• _What you have to do_: Could you reproduce verbatim the stretch of the records from the line containing "Find the <item>mooring" through the final line, copying nothing else?

[Start of Data extract]

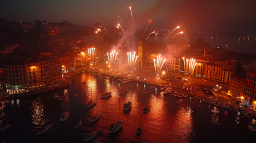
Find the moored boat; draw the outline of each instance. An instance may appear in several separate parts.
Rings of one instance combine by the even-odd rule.
[[[98,133],[98,130],[92,131],[84,138],[84,141],[85,142],[88,142],[90,141],[91,141],[92,139],[95,138],[95,136],[96,136],[97,133]]]
[[[179,100],[176,102],[176,103],[178,104],[181,103],[182,102],[182,101],[183,101],[183,100]]]
[[[96,122],[98,119],[100,119],[100,115],[95,115],[95,116],[93,116],[91,118],[91,119],[90,120],[90,122],[91,123]]]
[[[86,105],[85,107],[87,108],[91,108],[94,106],[95,106],[96,105],[96,102],[92,101],[90,101],[89,102],[88,102],[87,104]]]
[[[109,132],[110,133],[115,133],[123,127],[123,122],[118,121],[116,124],[113,124],[110,126],[110,128],[109,129]]]
[[[36,133],[36,135],[40,135],[47,132],[53,126],[52,124],[45,125],[43,128]]]

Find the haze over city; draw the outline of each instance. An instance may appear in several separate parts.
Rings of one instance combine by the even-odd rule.
[[[0,142],[251,142],[254,1],[2,1]]]

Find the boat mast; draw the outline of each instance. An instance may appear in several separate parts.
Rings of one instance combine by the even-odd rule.
[[[141,113],[140,113],[140,127],[141,127]]]
[[[98,115],[98,104],[97,104],[97,95],[95,94],[96,96],[96,114]]]
[[[118,122],[120,120],[119,114],[120,114],[120,99],[118,100]]]

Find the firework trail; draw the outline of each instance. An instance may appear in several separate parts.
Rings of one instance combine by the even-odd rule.
[[[116,50],[111,51],[109,54],[107,52],[107,59],[109,60],[109,63],[110,64],[113,65],[115,64],[118,54],[118,52],[116,52]]]
[[[89,55],[89,57],[94,57],[95,53],[95,48],[91,48],[88,49],[88,54]]]
[[[129,11],[131,11],[131,21],[132,21],[132,23],[133,23],[132,12],[131,11],[131,7],[129,7]]]
[[[175,38],[175,37],[176,37],[176,36],[177,36],[177,35],[178,35],[178,34],[182,34],[182,33],[183,33],[183,32],[178,32],[178,33],[175,34],[175,35],[174,35],[174,36],[173,36],[172,39],[171,39],[171,42],[172,42],[173,39],[174,39],[174,38]]]
[[[156,60],[155,58],[153,60],[155,71],[156,74],[159,74],[161,72],[162,68],[165,61],[165,59],[164,59],[162,63],[162,58],[161,57],[161,55],[158,55],[156,56]]]
[[[149,23],[151,23],[151,20],[149,20],[149,23],[147,23],[147,26],[146,27],[145,30],[144,30],[144,32],[143,32],[143,35],[144,35],[144,34],[145,34],[145,32],[146,32],[146,31],[147,30],[147,27],[149,26]]]
[[[106,35],[109,36],[111,39],[112,39],[112,40],[115,41],[115,38],[114,36],[109,32],[107,32],[107,30],[103,30],[103,29],[98,29],[97,30],[97,31],[95,32],[95,33],[98,33],[99,32],[104,32],[103,33],[104,34],[106,34]]]
[[[147,38],[146,38],[145,41],[147,41],[147,38],[149,38],[149,36],[150,36],[150,35],[152,35],[152,34],[153,34],[153,33],[156,33],[156,32],[155,32],[155,31],[153,31],[153,32],[151,32],[149,35],[147,35]]]
[[[196,63],[196,60],[193,58],[191,59],[186,59],[186,62],[185,63],[185,58],[183,57],[184,61],[184,70],[187,74],[190,75],[193,75],[195,71],[195,68],[196,67],[198,63]]]
[[[165,40],[165,42],[164,43],[164,45],[162,47],[162,48],[161,49],[160,51],[162,51],[162,49],[164,48],[164,47],[165,46],[165,45],[166,44],[166,42],[169,39],[169,36],[174,32],[175,31],[176,29],[179,29],[180,26],[178,26],[176,28],[175,28],[174,30],[172,30],[172,31],[171,31],[170,33],[169,33],[168,35],[167,36],[166,39]]]
[[[134,69],[135,64],[136,64],[138,55],[135,56],[136,52],[134,52],[134,54],[131,54],[131,52],[127,52],[127,58],[128,66],[130,69]]]

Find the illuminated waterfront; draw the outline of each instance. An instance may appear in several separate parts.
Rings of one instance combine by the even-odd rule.
[[[255,120],[245,118],[242,114],[189,98],[177,104],[177,98],[164,97],[159,94],[159,89],[149,85],[132,82],[120,85],[105,77],[81,73],[70,79],[67,88],[11,101],[0,116],[1,122],[10,122],[12,126],[1,132],[0,141],[82,142],[93,128],[98,131],[95,141],[103,142],[236,142],[256,138]],[[84,81],[87,83],[82,85]],[[91,92],[92,100],[95,101],[97,96],[98,112],[101,116],[94,127],[89,120],[96,114],[96,107],[93,110],[85,107],[91,100]],[[100,100],[105,92],[112,92],[112,97]],[[68,96],[57,101],[53,98],[56,93]],[[109,126],[118,120],[119,98],[122,109],[128,100],[132,102],[132,108],[127,114],[121,110],[123,129],[115,135],[109,135]],[[33,108],[29,109],[32,105]],[[142,114],[146,105],[150,107],[150,110]],[[61,123],[59,119],[63,111],[69,111],[70,114],[67,121]],[[144,130],[137,136],[140,114]],[[78,117],[83,120],[82,127],[73,130]],[[53,123],[53,128],[45,134],[36,136],[35,132],[38,124],[47,120]]]

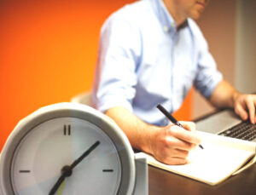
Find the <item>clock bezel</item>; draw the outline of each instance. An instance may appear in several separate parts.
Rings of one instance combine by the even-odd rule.
[[[38,109],[19,122],[9,137],[0,158],[0,185],[6,194],[14,193],[11,185],[11,164],[22,139],[38,124],[58,118],[76,118],[86,120],[102,129],[113,141],[121,163],[119,194],[131,194],[135,186],[134,152],[127,137],[119,126],[102,112],[82,104],[59,103]],[[3,194],[5,195],[5,194]]]

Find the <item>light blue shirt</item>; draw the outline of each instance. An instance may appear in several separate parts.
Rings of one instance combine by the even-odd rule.
[[[166,125],[191,86],[209,98],[222,80],[194,20],[177,30],[162,0],[142,0],[113,13],[101,32],[92,90],[94,106],[124,106],[142,120]]]

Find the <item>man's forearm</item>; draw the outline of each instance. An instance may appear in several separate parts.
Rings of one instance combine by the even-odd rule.
[[[142,121],[130,111],[121,106],[108,109],[106,115],[113,119],[120,127],[134,148],[151,152],[151,138],[154,136],[160,128]]]
[[[228,82],[223,80],[219,83],[210,98],[212,106],[218,108],[234,107],[234,101],[239,92]]]

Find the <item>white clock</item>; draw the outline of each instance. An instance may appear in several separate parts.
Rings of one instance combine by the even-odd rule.
[[[2,195],[148,194],[146,159],[104,114],[60,103],[22,119],[0,158]]]

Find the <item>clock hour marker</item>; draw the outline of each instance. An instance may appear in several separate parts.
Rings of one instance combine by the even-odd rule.
[[[102,169],[103,172],[113,172],[113,169]]]
[[[30,170],[19,170],[20,173],[30,173]]]
[[[68,125],[64,125],[64,129],[63,129],[63,134],[64,135],[71,135],[71,126],[70,124]]]

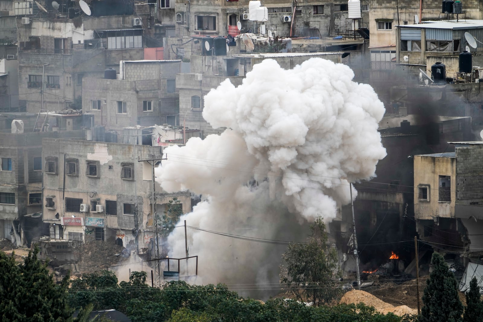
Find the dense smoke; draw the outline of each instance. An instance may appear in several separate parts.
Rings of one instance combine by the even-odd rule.
[[[347,179],[374,176],[385,156],[377,131],[383,103],[353,77],[349,67],[320,58],[290,70],[269,59],[255,65],[238,87],[227,80],[212,89],[203,116],[213,128],[228,129],[165,149],[168,160],[156,169],[167,192],[202,196],[182,221],[301,241],[307,232],[301,225],[318,214],[332,220],[350,202]],[[285,246],[189,232],[189,254],[199,256],[197,282],[277,281]],[[184,257],[184,235],[178,228],[170,236],[170,255]]]

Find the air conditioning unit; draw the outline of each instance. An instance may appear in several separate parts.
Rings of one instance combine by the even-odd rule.
[[[81,204],[81,212],[88,212],[89,205],[87,204]]]

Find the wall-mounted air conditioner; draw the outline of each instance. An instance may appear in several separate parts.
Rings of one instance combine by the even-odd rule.
[[[81,212],[88,212],[89,205],[87,204],[81,204]]]

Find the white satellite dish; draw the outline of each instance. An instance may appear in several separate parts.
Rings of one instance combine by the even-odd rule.
[[[473,35],[467,31],[465,33],[465,39],[466,40],[466,42],[470,46],[474,48],[476,48],[476,40],[475,39],[475,37],[473,37]]]
[[[81,9],[84,12],[85,14],[87,15],[91,15],[90,9],[84,0],[79,0],[79,5],[81,6]]]
[[[37,6],[41,10],[42,10],[43,11],[45,11],[45,12],[47,12],[47,9],[46,9],[45,8],[44,8],[42,4],[41,4],[40,3],[39,3],[38,1],[35,1],[35,4],[37,5]]]
[[[424,70],[422,70],[420,68],[419,69],[419,71],[420,71],[420,73],[419,73],[420,77],[421,78],[421,79],[425,80],[425,83],[426,85],[427,85],[428,84],[429,84],[429,83],[434,83],[434,82],[433,81],[433,80],[431,79],[431,77],[430,77],[428,75],[428,74],[426,73],[426,71],[425,71]],[[426,83],[426,81],[427,81],[427,83]]]

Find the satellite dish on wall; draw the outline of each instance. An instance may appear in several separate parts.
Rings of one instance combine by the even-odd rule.
[[[37,5],[37,6],[41,10],[42,10],[43,11],[45,11],[45,12],[47,12],[47,9],[46,9],[45,8],[44,8],[42,4],[41,4],[40,3],[39,3],[38,1],[35,1],[35,4]]]
[[[465,39],[466,40],[466,42],[470,46],[474,48],[476,48],[476,40],[475,39],[475,37],[473,37],[473,35],[467,31],[465,33]]]
[[[79,0],[79,5],[80,6],[81,9],[84,12],[85,14],[87,15],[91,15],[90,9],[84,0]]]

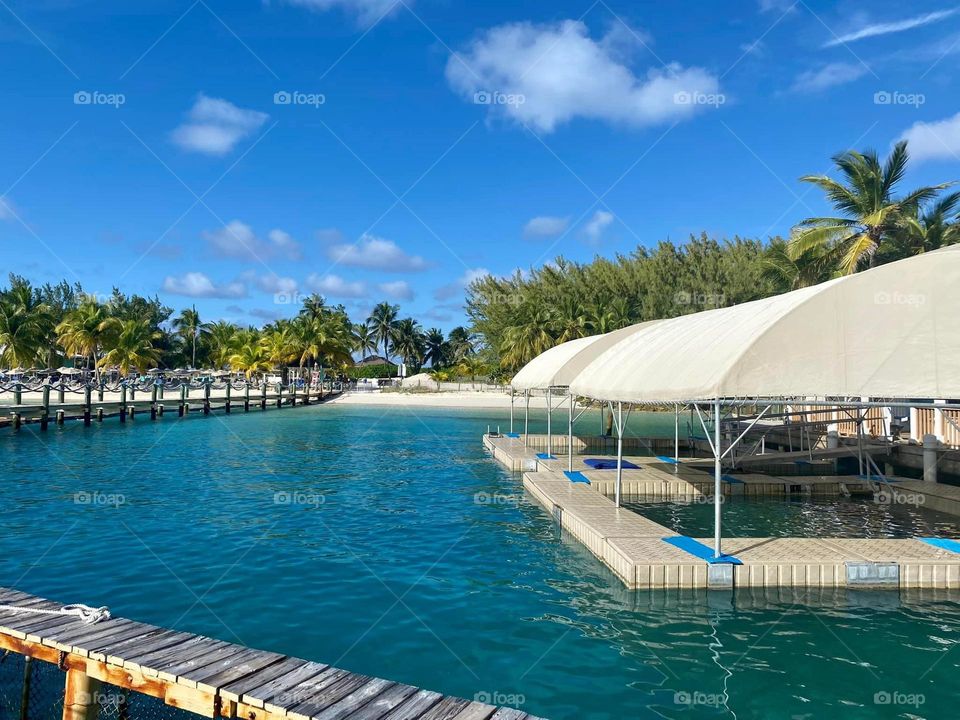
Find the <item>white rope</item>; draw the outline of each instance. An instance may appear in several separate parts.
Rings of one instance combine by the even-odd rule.
[[[76,615],[87,625],[93,625],[101,620],[110,619],[110,608],[92,608],[89,605],[64,605],[59,610],[42,610],[40,608],[25,608],[19,605],[0,605],[0,610],[12,613],[32,613],[35,615]]]

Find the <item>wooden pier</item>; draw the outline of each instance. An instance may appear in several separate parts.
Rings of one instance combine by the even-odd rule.
[[[508,468],[512,452],[526,452],[517,438],[485,436],[484,444],[498,460],[506,458]],[[615,470],[591,469],[583,457],[574,456],[571,473],[566,457],[535,458],[536,467],[523,473],[526,490],[629,588],[960,588],[960,543],[949,539],[938,544],[936,538],[724,538],[723,552],[733,561],[715,563],[710,560],[712,538],[682,538],[616,507],[608,497]],[[713,477],[695,466],[651,456],[625,459],[639,466],[623,470],[625,498],[712,501]],[[902,478],[878,484],[848,476],[749,472],[725,475],[721,491],[724,496],[765,497],[911,493],[922,495],[924,505],[960,515],[960,488]]]
[[[0,649],[64,671],[64,720],[96,717],[101,683],[207,718],[538,720],[278,653],[120,618],[86,624],[60,603],[0,588]]]

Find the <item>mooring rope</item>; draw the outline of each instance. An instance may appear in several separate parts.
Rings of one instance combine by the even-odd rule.
[[[110,608],[92,608],[89,605],[64,605],[59,610],[42,610],[40,608],[25,608],[19,605],[0,605],[0,610],[13,613],[33,613],[36,615],[76,615],[87,625],[93,625],[101,620],[110,619]]]

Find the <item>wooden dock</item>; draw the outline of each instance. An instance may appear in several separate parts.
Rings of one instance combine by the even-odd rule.
[[[63,605],[0,588],[0,605]],[[121,618],[0,609],[0,649],[65,671],[65,720],[96,716],[100,683],[197,715],[244,720],[539,720],[320,662]]]
[[[484,442],[505,457],[514,447],[501,438]],[[583,459],[575,456],[571,476],[567,458],[537,458],[537,467],[523,473],[523,485],[563,530],[629,588],[960,588],[960,544],[949,540],[945,547],[929,539],[724,538],[723,552],[734,562],[711,562],[712,553],[702,553],[712,550],[712,538],[683,538],[640,514],[617,508],[608,497],[616,471],[590,469]],[[625,497],[688,502],[712,498],[713,477],[702,470],[687,463],[675,467],[649,456],[629,459],[640,469],[623,470]],[[895,479],[877,485],[846,476],[737,473],[725,475],[722,482],[724,495],[770,497],[872,494],[878,488],[888,494],[922,494],[923,504],[960,514],[960,488],[920,481]]]

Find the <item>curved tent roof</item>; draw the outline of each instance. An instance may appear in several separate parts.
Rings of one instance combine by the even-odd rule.
[[[571,383],[625,402],[960,397],[960,246],[764,300],[663,320]]]
[[[513,377],[514,390],[566,387],[596,357],[651,322],[630,325],[604,335],[591,335],[555,345],[524,365]]]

[End of Data extract]

• _In response_:
Find the <item>mooring rope</item>; draw the outline of each instance. An instance may appear in several separate parts.
Rings of one instance combine by the even-odd rule.
[[[110,608],[92,608],[89,605],[64,605],[59,610],[42,610],[40,608],[25,608],[19,605],[0,605],[0,610],[13,613],[33,613],[36,615],[76,615],[87,625],[93,625],[101,620],[110,619]]]

Find the <item>wooden dock</item>; draw the outline of each instance. An instance may appear in several separate parts.
Rings of one instance combine by the even-odd rule.
[[[63,605],[0,588],[0,605]],[[121,618],[0,609],[0,649],[65,671],[65,720],[96,716],[100,683],[197,715],[244,720],[539,720],[320,662]]]
[[[484,442],[505,457],[514,447],[501,438]],[[583,459],[575,456],[571,476],[567,458],[537,458],[537,467],[523,473],[523,485],[563,530],[629,588],[960,588],[960,544],[949,540],[945,547],[929,539],[724,538],[723,552],[734,562],[711,562],[712,553],[702,553],[712,550],[712,538],[683,538],[640,514],[617,508],[608,497],[616,471],[590,469]],[[625,497],[688,502],[712,498],[713,477],[702,470],[687,463],[675,467],[649,456],[629,459],[640,469],[623,470]],[[895,479],[877,485],[846,476],[737,473],[725,475],[722,482],[724,495],[770,497],[872,494],[878,488],[888,494],[922,494],[923,504],[960,514],[960,488],[920,481]]]

Find the <item>curved tent roof</item>; draw the outline of each instance. An instance may appear in several separate parts.
Rings of one instance combine by the even-odd rule.
[[[571,383],[625,402],[960,397],[960,246],[764,300],[663,320]]]
[[[513,377],[514,390],[566,387],[596,357],[651,322],[630,325],[604,335],[591,335],[555,345],[524,365]]]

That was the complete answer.